> Selected extract
>>>>>
For The Origins Of Pie, Look To The Humble Magpie
This is the month when the stately, voluptuous turkey takes a place of pride on most dinner tables. But when it comes to dessert, it's worth considering the relevance of another bird — the humble magpie.
That's because, according to the Oxford English Dictionary, the word "pie" — defined as a baked dish topped with and sometimes also surrounded by pastry — may well derive from the Latin word pica, meaning magpie.
So how do you get from a smart Roman bird to the traditional Thanksgiving dessert? The OED admits it's all bit uncertain, but offers a few linguistic clues to how these black and white birds could have been transformed into edible pies.
Magpies didn't actually acquire the prefix mag- until the 17th century. Before that they were called simply "pies" or "pyes," the original Latin having been shortened and smoothed as it made its way through older versions of French and English.
These chattering pies first show up in English manuscripts in the 13th century, along with their close relatives crows, rooks and ravens .
But it's not long before the word pie starts to turn up with its edible meaning.
The dictionary references a Rogero Pyman selling pies in 1301. And the cook who joined Geoffrey Chaucer's pilgrims headed for Canterbury, "koude rooste, and sethe, and broille, and frye,/ Maken mortreux, and wel bake a pye" in the Canterbury Tales.
One possibility is that this linguistic sleight of hand occurred because of the association between a magpie's characteristic black and white plumage, and the appearance of medieval pies.
It's not that farfetched. The word pie quickly became an adjective describing things that had patches of black and white, like a friar's habit. Later it came to denote birds, animals and people whose feathers or coats displayed contrasting patches of light and dark: Think piebald horses, pied wagtails, and the Pied Piper of Hamlin.
So maybe those long ago diners were struck by the contrast between the light paste, and the rich dark filling that oozed out when the pie was opened. Or perhaps it was the filling itself – resplendent with light and dark meats – that reminded them of the black and white birds.
<<<<<
> Information provided
>>>>>
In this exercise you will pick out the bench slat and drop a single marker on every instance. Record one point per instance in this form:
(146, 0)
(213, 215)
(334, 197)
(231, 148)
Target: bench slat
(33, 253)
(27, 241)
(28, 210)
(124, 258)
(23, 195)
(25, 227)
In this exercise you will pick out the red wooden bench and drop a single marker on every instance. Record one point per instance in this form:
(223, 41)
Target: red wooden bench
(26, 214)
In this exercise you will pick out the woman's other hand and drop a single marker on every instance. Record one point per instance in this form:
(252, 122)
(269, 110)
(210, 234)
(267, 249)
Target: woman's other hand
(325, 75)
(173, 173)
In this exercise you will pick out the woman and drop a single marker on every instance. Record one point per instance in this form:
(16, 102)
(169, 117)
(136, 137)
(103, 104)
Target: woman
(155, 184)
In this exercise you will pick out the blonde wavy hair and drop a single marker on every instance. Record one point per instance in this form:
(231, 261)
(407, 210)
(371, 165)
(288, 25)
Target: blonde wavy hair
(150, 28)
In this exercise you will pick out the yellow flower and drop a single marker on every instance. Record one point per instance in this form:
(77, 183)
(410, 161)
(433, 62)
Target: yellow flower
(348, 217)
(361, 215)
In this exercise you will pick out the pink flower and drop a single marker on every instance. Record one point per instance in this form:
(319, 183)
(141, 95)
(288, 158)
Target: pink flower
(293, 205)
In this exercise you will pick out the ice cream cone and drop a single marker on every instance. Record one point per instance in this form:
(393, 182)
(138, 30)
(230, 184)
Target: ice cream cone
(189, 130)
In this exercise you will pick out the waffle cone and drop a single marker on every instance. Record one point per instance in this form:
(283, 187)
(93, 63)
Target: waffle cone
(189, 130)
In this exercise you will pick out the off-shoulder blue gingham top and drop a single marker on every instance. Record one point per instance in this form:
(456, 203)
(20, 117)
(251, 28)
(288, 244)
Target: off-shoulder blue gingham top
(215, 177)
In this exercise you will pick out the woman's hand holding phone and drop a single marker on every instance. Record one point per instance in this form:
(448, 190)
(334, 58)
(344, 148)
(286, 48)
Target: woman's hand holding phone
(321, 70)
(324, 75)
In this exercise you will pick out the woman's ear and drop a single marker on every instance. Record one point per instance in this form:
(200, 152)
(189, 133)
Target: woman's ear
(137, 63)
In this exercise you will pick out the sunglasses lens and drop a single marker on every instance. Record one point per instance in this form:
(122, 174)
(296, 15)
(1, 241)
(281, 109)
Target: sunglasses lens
<<<<<
> Task list
A: Reproduce the part of the article on the origins of pie that opens with the words containing "So how do you" and closes with "and ravens .".
B: In the article on the origins of pie, in what century did magpies get the prefix mag-?
C: Continue the article on the origins of pie from where it stops.
You won't need the records at all.

> Responses
A:
So how do you get from a smart Roman bird to the traditional Thanksgiving dessert? The OED admits it's all bit uncertain, but offers a few linguistic clues to how these black and white birds could have been transformed into edible pies.
Magpies didn't actually acquire the prefix mag- until the 17th century. Before that they were called simply "pies" or "pyes," the original Latin having been shortened and smoothed as it made its way through older versions of French and English.
These chattering pies first show up in English manuscripts in the 13th century, along with their close relatives crows, rooks and ravens .

B: The 17th century.

C:
I don't know enough about 13th century cookery to judge how likely this is, but I suspect that the paste might have functioned as more as scorched heat shield than as a pale foil for the unctuous filling. And in my experience, British stews are more muddied than marbled.
I like the next idea more: the filling as the key to the association. But not because of its color. More because of its content.
Magpies and crows are well-known for their habit of collecting an assortment of odds and ends in their nests. Not so very different, the thinking goes, from the way medieval cooks assembled ingredients for their pies.
The OED points out that early haggis recipes also call for an astonishing range of anatomical bits and pieces to be minced together with suet, oats and vegetables. And the word haggis or haggesse turns out to be an alternative name for magpie.
There was also a dish called chewet that was a concotion of meat or fish mixed with fruit and spices. Chewet was also the name of a chough or jackdaw – a relative of the magpie with similar housekeeping habits.
The idea that the link between the two kinds of pies was the jumble of ingredients also seems to be borne out by the fact that by 1650 there are references to a "printer's pie" which describes what the OED calls, "A mass of type in confusion or mingled indiscriminately, such as results from the accidental breaking up of a form of type."
It's interesting,too, that the original Latin word for magpie - pica - turns up again in medical Latin to describe pregnant women's cravings for strange, miscellaneous foodstuffs.
So as you eat this year's slice of pumpkin or apple pie, I hope you'll enjoy the thought that each sweet mouthful of fruit and spice carries the memory of an ancient magpie treasure trove.